SET EXERCISE 1: In the routing post, how is traffic routed during a connection's initial key exchange?
SET EXERCISE 2: Rewrite the paragraph of the routing post that begins "The life cycle of a connection" as a short list, keeping its main facts.

PROVIDED PASSAGE:
'''
With the v0.5.0 release coming soon, now seems like a good time to explain what we’ve been working on for the past couple of years. While we’ve generally been pretty happy with v0.4.X, there are a few problems with that design which can cause the network to behave in ways we do not like. This blog post is meant to give a short review of how v0.4 works, explain the problems with this approach, and describe the changes we’ve made in v0.5 to try to address them.
The v0.4.X design has 3 major components to the routing scheme:
The life cycle of a connection walks through those three stages in sequence. During the initial key exchange, no path to the destination is known, so traffic is routed over the DHT. When nodes receive traffic that was routed over the DHT, they initiate pathfinding, to find a more efficient route through treespace. When pathfinding finishes, they switch to source routing, which encapsulates the DHT-routeable packet inside of a source routed packet. If a source routed packet ever hits a dead end, the source routing header is removed and finishes routing via the DHT. Receving this DHT routed packet triggers pathfinding in the background, so a new path can be found.
Overall, this design works well. Nodes can begin communicating (in our case, sending key exchange traffic) before needing to look up any routes, and things fall back gracefully. No special protocol traffic is needed to detect broken paths, since the DHT fallback takes care of signaling that a path has failed.
While I don’t have any concerns with the overall design of v0.4, the individual components all have issues.
'''
DATASET CONTENT:
'''
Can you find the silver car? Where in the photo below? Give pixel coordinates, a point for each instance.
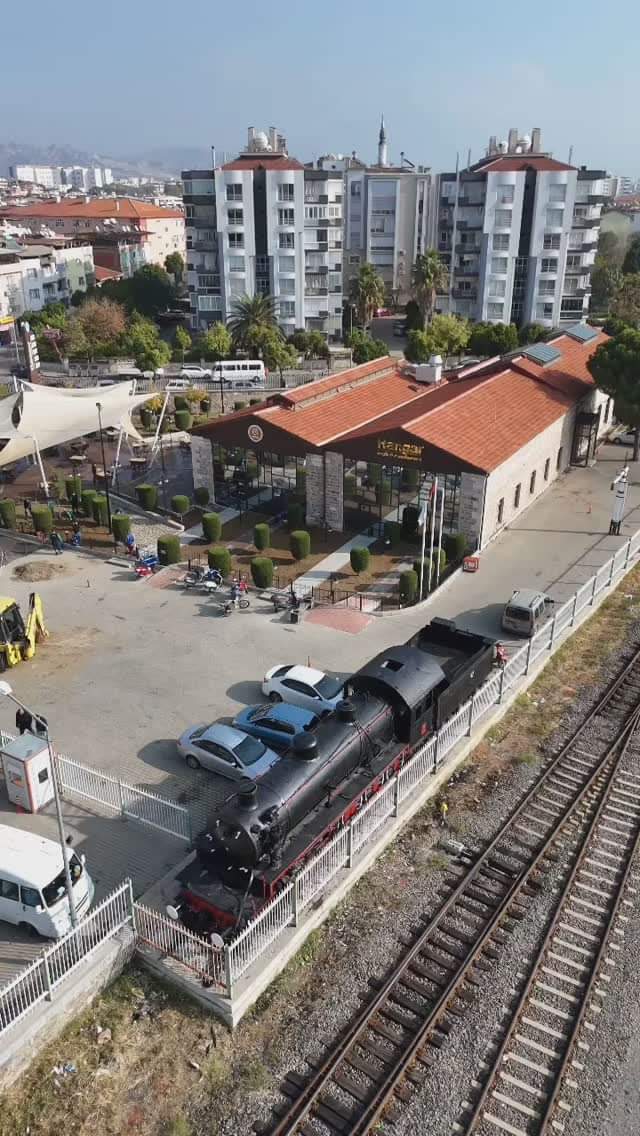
'''
FINAL RESULT 1: It is routed over the DHT, because no path to the destination is known yet.

FINAL RESULT 2:
- A connection moves through the three stages in sequence.
- During the initial key exchange, no path to the destination is known, so traffic is routed over the DHT.
- Nodes that receive DHT-routed traffic start pathfinding to find a more efficient route through treespace.
- Once pathfinding finishes, they switch to source routing, wrapping the DHT-routeable packet inside a source-routed packet.
- If a source-routed packet hits a dead end, its source routing header is removed and it finishes routing via the DHT.
- Receiving that DHT-routed packet triggers background pathfinding, so a new path can be found.